Work instructions:
Beginning with the line where "For every instance of the grass lawn" appears, restate the lines word for word through the last one in the listing.
======== Given records
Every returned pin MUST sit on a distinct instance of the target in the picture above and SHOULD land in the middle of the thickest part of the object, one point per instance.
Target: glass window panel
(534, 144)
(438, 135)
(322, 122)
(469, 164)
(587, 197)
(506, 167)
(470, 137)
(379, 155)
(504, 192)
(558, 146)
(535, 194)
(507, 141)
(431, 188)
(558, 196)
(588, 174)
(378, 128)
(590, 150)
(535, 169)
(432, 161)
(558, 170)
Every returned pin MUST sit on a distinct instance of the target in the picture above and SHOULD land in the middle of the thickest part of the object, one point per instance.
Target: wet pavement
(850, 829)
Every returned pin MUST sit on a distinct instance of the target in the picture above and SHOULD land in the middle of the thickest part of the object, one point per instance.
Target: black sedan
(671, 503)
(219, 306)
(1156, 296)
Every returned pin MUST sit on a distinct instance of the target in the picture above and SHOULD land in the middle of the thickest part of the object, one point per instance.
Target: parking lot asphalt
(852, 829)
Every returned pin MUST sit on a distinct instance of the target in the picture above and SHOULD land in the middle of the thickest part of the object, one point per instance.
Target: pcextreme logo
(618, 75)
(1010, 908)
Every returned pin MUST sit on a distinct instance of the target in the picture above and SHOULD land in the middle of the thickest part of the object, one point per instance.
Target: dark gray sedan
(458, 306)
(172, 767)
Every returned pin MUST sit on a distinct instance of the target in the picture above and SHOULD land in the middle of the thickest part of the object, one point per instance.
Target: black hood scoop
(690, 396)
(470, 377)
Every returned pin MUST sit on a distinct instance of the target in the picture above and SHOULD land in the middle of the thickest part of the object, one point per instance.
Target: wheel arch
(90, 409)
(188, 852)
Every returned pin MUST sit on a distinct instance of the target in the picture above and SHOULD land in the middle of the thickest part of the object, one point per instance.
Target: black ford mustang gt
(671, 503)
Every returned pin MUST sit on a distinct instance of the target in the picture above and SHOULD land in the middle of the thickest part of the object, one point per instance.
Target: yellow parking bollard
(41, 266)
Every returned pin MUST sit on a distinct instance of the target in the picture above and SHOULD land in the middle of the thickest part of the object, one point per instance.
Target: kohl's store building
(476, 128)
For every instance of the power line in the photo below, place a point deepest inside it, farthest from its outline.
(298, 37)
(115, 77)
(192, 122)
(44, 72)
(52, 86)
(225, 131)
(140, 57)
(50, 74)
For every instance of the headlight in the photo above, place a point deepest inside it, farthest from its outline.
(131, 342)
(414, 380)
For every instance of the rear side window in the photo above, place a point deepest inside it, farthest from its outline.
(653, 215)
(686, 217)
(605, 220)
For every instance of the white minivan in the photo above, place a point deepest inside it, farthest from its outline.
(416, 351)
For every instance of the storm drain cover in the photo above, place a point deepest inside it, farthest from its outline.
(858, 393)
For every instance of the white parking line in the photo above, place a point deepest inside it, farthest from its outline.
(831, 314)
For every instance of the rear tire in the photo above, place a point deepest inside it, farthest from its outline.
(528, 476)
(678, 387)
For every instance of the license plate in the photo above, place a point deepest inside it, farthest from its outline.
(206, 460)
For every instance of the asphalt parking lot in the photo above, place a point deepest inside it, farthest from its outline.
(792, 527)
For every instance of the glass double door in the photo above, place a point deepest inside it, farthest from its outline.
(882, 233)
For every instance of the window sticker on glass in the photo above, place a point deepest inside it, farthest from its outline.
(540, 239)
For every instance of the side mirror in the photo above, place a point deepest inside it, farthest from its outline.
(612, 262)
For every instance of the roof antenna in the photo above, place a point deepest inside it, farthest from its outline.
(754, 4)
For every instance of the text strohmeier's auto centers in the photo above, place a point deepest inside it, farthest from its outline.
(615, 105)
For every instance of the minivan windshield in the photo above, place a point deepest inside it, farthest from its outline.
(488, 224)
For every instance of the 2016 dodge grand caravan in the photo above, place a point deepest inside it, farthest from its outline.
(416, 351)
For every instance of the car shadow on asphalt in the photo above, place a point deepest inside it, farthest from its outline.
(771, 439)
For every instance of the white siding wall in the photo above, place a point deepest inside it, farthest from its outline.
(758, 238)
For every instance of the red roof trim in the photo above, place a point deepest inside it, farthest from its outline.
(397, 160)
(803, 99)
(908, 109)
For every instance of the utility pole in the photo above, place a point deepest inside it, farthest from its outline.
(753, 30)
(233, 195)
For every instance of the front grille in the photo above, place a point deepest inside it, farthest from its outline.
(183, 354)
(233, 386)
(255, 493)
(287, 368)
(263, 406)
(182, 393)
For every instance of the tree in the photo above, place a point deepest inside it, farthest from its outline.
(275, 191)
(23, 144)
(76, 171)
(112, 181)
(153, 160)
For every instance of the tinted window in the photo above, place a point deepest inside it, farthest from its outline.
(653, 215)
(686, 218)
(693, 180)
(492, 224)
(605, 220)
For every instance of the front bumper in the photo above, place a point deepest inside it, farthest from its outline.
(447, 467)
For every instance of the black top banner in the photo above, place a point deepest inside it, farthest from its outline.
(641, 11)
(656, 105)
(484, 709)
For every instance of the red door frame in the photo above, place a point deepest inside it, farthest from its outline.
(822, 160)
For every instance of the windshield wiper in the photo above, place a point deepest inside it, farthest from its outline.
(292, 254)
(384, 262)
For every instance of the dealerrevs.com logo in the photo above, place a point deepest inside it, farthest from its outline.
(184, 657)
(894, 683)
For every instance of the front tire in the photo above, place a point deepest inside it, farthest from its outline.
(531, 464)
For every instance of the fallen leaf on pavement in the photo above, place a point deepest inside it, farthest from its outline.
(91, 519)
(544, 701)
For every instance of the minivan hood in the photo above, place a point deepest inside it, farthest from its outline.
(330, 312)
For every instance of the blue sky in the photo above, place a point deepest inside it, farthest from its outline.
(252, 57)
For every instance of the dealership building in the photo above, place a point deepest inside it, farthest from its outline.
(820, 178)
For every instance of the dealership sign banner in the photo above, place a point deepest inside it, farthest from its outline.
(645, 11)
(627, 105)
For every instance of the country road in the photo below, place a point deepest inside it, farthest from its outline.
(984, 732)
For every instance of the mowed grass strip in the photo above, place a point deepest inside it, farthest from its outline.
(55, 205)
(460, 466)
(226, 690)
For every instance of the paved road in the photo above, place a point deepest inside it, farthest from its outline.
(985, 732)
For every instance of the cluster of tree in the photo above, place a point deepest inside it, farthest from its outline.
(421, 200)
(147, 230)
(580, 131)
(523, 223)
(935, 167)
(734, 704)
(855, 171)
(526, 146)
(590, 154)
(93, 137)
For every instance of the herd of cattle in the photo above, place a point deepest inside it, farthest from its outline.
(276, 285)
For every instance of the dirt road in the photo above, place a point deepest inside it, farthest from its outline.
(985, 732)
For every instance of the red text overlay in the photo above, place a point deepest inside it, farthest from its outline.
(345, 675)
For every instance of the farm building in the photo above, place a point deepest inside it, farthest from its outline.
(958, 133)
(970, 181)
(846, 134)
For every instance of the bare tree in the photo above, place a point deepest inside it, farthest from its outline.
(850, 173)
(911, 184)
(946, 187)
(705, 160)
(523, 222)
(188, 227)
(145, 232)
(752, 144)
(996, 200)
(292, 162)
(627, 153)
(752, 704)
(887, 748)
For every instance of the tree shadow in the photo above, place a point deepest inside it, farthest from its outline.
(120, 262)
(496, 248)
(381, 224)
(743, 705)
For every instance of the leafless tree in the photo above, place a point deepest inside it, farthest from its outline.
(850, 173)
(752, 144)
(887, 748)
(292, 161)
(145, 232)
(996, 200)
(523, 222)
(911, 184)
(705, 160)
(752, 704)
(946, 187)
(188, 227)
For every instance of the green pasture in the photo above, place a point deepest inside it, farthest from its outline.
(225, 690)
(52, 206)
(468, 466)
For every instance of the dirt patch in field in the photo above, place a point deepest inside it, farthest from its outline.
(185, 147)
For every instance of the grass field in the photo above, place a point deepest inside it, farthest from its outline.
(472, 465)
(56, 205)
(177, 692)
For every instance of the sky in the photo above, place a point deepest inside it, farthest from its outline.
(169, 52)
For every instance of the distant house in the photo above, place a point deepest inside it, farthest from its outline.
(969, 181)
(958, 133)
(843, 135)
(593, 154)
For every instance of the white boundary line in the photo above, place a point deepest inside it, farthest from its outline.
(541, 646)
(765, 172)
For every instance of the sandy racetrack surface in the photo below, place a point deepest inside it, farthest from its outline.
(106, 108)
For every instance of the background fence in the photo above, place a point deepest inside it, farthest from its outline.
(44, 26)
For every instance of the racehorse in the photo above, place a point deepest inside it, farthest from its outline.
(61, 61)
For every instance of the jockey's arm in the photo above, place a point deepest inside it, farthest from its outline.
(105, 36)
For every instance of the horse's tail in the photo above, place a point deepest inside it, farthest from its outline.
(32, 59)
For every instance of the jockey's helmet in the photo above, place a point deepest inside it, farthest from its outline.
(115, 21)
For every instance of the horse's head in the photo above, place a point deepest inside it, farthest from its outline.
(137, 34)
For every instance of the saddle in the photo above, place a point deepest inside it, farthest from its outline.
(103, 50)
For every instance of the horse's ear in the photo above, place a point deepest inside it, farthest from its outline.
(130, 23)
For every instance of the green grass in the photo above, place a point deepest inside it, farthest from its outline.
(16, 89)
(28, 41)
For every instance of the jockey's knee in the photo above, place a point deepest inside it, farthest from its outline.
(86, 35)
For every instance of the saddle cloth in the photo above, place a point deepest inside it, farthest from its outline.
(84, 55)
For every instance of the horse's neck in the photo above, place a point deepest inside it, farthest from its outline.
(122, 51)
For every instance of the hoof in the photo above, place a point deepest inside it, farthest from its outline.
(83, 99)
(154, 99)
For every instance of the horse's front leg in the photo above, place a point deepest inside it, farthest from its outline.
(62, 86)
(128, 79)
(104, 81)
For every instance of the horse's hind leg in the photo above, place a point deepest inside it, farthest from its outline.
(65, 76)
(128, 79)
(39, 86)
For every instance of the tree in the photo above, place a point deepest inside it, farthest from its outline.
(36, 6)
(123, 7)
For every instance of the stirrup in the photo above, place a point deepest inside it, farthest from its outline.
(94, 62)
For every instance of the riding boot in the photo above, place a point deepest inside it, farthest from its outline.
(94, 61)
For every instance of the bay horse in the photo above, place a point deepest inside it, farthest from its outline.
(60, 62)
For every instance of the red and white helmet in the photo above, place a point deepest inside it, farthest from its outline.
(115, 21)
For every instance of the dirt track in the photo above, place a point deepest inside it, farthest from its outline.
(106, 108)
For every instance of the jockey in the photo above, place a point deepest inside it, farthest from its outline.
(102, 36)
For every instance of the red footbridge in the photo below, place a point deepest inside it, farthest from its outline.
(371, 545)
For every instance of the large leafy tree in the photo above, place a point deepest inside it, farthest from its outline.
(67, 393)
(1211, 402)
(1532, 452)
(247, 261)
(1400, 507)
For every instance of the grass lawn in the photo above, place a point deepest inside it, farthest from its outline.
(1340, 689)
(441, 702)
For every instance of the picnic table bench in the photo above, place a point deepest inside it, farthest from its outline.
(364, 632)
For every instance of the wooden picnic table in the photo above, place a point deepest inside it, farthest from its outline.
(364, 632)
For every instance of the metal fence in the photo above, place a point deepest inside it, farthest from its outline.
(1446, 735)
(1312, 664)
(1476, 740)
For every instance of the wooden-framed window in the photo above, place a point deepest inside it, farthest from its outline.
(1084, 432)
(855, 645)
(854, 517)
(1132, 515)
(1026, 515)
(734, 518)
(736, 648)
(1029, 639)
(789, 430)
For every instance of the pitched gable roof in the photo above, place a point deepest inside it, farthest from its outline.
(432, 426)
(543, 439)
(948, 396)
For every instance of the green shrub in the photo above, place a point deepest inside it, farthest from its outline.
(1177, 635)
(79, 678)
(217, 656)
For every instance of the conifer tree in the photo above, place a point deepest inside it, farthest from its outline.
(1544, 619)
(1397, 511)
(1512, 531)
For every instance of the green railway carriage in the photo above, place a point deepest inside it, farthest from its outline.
================
Your response:
For every instance of the grass lawn in the photo above, place a point deepest inside it, farthest from its outline.
(1340, 689)
(441, 702)
For every instance of the picnic table bench in the photo above, place a point deepest inside it, farthest from its outline.
(364, 632)
For every instance of the wooden picnic table in the photo above, place a point deepest inside it, farthest from its outline.
(364, 632)
For every instance of the metal fence in the photo above, place a point deepest inside it, farthest from its outline.
(1446, 735)
(1312, 664)
(1476, 740)
For every instance of the wooden-framed window in the photo above, place a point deepest inside it, farthest from its outline.
(1084, 432)
(855, 645)
(854, 517)
(1132, 515)
(1026, 515)
(734, 518)
(736, 648)
(1029, 639)
(789, 430)
For every instance of the pitched gable roof in the photo above, place a point deepest inside it, farthest from its outline.
(432, 426)
(543, 439)
(948, 396)
For every instance of the green shrub in the photo above, place a point deepest inside it, farthest from its outline.
(1177, 635)
(79, 678)
(217, 656)
For every instance of the conifer tree in the photo above, place a point deepest inside it, farthest from its outline.
(1544, 619)
(1397, 511)
(1512, 531)
For every instance of the green railway carriage in the photo above, place a point deepest inside it, farthest from its outline.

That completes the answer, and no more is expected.